Gather every line from the dataset rows below that contains the string "skin".

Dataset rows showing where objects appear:
........

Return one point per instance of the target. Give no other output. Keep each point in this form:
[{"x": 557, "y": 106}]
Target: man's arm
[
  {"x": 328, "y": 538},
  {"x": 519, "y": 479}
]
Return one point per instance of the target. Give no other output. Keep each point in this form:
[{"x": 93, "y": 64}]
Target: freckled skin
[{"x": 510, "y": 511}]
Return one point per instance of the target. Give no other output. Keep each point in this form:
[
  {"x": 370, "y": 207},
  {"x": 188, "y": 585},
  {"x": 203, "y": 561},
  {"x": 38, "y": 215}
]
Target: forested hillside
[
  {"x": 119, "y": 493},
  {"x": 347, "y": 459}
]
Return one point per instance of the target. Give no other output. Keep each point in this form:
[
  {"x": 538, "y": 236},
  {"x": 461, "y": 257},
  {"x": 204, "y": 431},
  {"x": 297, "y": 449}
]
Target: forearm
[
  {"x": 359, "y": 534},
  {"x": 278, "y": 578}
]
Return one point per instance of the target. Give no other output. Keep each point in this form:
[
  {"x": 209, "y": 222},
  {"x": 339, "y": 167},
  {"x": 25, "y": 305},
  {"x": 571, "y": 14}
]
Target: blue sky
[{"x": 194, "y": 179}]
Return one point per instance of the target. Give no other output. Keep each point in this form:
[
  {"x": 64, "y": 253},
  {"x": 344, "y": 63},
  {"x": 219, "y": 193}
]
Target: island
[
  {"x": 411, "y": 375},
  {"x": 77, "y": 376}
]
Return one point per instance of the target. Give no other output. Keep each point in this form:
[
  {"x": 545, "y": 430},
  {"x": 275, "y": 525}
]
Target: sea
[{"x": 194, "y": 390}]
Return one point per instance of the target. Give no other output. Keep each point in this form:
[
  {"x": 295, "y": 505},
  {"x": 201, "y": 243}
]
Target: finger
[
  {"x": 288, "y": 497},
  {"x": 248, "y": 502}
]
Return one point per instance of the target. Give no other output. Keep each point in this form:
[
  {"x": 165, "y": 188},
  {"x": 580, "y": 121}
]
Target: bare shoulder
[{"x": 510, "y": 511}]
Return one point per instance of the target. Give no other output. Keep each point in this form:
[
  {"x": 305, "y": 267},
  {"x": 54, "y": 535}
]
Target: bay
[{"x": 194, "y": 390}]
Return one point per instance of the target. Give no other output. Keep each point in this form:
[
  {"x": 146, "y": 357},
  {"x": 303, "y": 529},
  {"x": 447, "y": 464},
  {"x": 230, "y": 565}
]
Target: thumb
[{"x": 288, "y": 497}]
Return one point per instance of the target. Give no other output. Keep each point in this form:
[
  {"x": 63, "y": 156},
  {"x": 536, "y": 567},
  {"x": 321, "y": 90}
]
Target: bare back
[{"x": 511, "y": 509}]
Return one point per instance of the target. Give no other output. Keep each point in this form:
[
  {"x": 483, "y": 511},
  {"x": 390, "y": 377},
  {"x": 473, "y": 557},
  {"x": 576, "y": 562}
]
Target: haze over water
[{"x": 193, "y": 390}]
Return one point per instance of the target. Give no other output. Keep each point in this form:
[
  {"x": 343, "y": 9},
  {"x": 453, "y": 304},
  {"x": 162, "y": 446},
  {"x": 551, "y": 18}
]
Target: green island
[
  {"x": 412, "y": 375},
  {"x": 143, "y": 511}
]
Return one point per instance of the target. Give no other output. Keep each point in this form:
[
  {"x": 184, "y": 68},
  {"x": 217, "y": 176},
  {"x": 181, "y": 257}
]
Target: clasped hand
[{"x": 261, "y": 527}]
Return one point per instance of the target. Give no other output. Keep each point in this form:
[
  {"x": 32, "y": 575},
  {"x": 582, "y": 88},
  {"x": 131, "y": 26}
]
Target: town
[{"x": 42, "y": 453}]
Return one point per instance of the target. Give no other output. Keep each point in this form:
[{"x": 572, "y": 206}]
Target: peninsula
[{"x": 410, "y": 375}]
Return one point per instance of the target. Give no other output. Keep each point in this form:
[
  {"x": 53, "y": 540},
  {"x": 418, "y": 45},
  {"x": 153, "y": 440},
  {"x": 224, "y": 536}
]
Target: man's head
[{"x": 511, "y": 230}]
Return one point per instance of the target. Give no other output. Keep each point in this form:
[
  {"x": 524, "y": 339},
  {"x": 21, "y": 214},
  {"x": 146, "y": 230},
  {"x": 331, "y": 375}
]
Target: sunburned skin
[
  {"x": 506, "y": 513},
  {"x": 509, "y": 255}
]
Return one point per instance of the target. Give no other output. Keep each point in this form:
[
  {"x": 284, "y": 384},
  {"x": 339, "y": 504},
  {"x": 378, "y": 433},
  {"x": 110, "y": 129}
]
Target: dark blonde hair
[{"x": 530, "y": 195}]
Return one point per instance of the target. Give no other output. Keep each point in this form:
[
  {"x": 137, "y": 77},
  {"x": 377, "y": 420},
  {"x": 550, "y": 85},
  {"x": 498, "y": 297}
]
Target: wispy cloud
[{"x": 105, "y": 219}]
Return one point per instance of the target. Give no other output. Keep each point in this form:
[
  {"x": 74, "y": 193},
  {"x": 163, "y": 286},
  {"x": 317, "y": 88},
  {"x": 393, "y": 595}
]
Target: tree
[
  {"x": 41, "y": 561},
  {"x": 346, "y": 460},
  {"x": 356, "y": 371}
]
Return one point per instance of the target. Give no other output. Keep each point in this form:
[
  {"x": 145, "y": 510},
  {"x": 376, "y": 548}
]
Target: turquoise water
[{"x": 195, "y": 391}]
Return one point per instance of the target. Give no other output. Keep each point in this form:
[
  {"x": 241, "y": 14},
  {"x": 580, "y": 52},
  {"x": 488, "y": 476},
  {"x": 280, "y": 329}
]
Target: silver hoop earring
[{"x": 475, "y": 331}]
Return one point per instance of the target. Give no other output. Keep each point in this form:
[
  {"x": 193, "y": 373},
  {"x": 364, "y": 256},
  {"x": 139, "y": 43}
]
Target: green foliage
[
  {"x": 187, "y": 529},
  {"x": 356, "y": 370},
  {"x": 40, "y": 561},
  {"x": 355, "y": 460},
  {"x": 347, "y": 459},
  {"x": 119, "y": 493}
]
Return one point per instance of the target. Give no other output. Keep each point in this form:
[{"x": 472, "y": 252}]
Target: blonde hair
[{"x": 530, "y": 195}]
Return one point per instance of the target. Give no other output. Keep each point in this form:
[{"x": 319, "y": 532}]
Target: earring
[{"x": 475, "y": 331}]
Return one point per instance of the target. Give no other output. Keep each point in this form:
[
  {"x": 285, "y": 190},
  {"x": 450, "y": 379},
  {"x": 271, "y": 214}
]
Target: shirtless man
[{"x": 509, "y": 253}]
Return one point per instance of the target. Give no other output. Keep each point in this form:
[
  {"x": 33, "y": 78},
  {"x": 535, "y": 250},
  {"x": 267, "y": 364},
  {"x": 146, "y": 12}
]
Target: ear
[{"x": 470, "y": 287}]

........

◆ **TASK RESPONSE**:
Target: freckled skin
Target: sunburned skin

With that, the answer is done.